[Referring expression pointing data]
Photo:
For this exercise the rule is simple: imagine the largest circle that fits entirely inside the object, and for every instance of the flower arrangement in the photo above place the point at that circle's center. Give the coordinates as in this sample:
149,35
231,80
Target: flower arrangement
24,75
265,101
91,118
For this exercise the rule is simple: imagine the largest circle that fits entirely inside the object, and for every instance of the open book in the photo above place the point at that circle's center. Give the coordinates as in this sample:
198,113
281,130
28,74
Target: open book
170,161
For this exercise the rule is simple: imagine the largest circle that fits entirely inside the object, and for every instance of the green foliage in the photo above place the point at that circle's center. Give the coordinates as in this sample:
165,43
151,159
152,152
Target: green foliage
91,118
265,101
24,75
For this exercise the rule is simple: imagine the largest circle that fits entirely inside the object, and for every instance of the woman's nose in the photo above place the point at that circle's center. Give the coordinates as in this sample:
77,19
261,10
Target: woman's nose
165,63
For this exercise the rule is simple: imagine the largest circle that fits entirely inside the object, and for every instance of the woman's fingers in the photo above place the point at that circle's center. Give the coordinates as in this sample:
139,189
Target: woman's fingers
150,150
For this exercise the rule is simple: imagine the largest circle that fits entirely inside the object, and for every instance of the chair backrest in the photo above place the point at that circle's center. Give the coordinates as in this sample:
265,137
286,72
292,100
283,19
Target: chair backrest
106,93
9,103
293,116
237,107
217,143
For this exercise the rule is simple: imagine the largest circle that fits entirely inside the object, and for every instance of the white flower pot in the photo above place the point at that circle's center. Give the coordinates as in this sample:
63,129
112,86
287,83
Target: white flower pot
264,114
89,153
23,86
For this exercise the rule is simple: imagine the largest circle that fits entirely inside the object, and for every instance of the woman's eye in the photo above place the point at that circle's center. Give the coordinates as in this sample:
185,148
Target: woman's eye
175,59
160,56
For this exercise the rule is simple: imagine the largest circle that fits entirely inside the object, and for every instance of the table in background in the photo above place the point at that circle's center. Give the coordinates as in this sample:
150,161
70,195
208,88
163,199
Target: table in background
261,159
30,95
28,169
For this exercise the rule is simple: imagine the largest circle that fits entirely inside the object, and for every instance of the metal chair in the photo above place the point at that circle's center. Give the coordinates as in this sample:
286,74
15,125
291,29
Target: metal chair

_Task goal_
Please go through the data above and copy each line that has the word "metal".

_Exercise result_
For this exercise the rule is simple: imagine the largest circle that fits entirely inside the object, and for every instance of the metal chair in the photo above place the point at that circle's center. Give the coordinates as in this sample:
Target: metal chair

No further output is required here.